------ Dataset ------
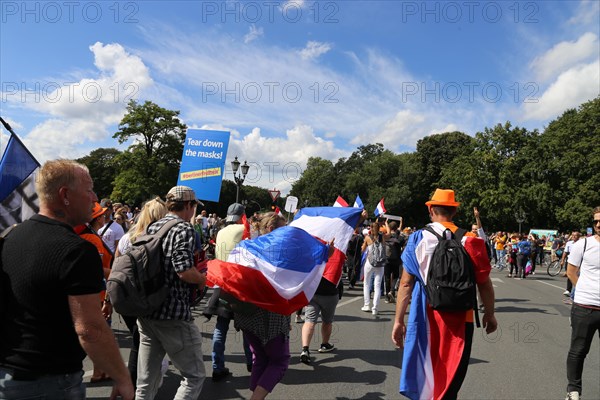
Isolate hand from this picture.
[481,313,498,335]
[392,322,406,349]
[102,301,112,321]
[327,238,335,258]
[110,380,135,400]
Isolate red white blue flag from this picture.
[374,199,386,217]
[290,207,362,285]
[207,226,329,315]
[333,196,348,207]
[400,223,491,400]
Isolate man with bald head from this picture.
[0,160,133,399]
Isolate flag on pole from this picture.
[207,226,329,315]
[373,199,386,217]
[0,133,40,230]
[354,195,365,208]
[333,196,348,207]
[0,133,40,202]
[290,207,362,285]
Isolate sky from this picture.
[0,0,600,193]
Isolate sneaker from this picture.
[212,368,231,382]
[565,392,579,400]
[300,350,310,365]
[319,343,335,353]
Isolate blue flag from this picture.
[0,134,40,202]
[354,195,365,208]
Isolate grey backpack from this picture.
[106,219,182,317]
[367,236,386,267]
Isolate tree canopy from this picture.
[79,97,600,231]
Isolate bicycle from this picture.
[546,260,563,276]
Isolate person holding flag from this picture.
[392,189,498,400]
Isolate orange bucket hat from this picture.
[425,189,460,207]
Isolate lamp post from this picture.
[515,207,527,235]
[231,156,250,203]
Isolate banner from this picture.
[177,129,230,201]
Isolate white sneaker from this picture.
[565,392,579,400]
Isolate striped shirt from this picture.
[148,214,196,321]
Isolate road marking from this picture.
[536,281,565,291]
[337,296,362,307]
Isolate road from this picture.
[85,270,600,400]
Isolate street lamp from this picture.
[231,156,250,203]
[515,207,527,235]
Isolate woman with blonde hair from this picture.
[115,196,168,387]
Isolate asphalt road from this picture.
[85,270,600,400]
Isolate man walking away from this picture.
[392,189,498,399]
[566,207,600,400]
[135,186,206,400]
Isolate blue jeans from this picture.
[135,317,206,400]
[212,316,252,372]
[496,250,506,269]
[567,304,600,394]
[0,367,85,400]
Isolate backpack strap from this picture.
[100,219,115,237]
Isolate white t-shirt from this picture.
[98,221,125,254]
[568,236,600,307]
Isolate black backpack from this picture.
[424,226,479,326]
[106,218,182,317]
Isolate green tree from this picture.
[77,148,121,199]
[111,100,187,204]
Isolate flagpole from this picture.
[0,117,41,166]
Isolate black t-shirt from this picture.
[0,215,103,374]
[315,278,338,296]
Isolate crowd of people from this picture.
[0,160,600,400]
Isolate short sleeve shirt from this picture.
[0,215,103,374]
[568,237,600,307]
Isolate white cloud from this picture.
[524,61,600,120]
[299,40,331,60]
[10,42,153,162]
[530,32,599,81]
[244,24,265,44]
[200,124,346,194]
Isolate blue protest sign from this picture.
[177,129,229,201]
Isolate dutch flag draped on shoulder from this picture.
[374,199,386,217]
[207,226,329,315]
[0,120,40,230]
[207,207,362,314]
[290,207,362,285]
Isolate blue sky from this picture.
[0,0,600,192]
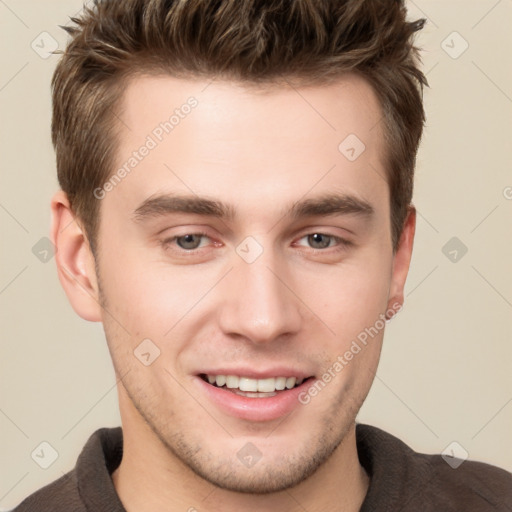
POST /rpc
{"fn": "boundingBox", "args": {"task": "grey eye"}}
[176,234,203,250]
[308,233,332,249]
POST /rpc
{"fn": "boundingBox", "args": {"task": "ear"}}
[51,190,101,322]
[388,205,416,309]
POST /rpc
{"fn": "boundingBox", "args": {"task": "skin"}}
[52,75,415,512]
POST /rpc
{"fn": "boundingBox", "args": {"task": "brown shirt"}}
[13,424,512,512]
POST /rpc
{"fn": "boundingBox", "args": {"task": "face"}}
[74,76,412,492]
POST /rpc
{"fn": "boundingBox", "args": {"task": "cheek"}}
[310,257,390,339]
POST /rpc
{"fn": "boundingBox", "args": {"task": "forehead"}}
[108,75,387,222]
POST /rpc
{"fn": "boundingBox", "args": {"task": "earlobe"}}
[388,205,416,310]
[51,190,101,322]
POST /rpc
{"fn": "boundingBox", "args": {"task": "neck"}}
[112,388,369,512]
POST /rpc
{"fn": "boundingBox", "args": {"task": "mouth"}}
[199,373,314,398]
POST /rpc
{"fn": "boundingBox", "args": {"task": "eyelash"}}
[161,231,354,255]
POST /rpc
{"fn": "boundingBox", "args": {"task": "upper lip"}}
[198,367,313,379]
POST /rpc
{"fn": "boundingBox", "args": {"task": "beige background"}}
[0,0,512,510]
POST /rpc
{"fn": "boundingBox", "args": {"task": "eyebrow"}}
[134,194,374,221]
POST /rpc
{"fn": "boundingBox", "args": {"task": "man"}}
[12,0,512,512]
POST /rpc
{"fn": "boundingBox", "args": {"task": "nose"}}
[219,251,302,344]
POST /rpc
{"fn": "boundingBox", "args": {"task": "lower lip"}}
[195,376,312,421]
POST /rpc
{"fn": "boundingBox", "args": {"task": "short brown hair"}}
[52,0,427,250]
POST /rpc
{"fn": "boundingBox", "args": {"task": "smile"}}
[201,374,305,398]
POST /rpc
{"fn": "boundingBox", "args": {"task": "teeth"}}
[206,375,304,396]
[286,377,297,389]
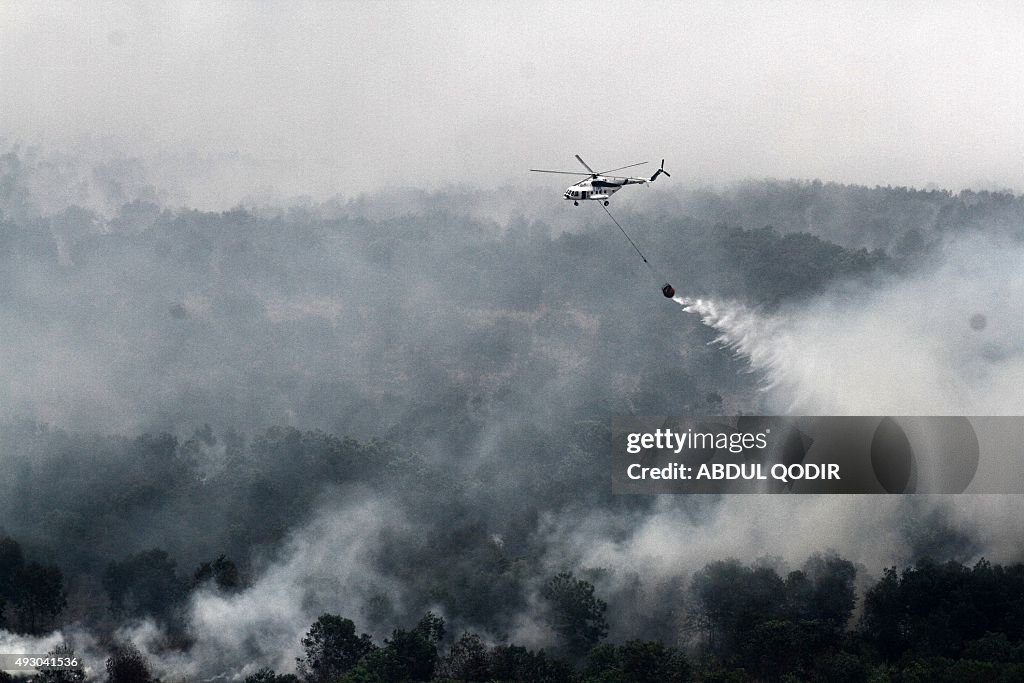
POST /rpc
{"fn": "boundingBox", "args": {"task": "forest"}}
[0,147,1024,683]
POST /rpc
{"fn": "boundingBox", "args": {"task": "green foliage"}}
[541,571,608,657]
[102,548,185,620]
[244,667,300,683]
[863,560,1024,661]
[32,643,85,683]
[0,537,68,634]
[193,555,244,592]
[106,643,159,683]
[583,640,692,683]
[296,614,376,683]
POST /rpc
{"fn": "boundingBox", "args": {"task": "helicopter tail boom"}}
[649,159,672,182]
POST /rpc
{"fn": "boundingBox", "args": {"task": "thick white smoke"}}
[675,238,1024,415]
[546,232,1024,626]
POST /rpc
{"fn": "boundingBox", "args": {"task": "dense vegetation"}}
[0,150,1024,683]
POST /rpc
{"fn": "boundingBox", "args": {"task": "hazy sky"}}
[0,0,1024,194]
------
• Aim: Copy the listing above from its start through the line holding "[0,160,133,399]", inclusive, with the requests kept, and shift every bounding-box coordinate up by 98. Leave the pictures out.

• Task response:
Isolate hand from this picture.
[579,411,596,433]
[490,420,504,447]
[200,399,210,419]
[425,336,433,356]
[208,478,233,498]
Isolate red white blue flag from this picture.
[472,297,484,315]
[388,305,460,383]
[305,324,427,413]
[431,294,446,305]
[498,321,589,498]
Isolate man with bald head from this picture.
[98,258,231,497]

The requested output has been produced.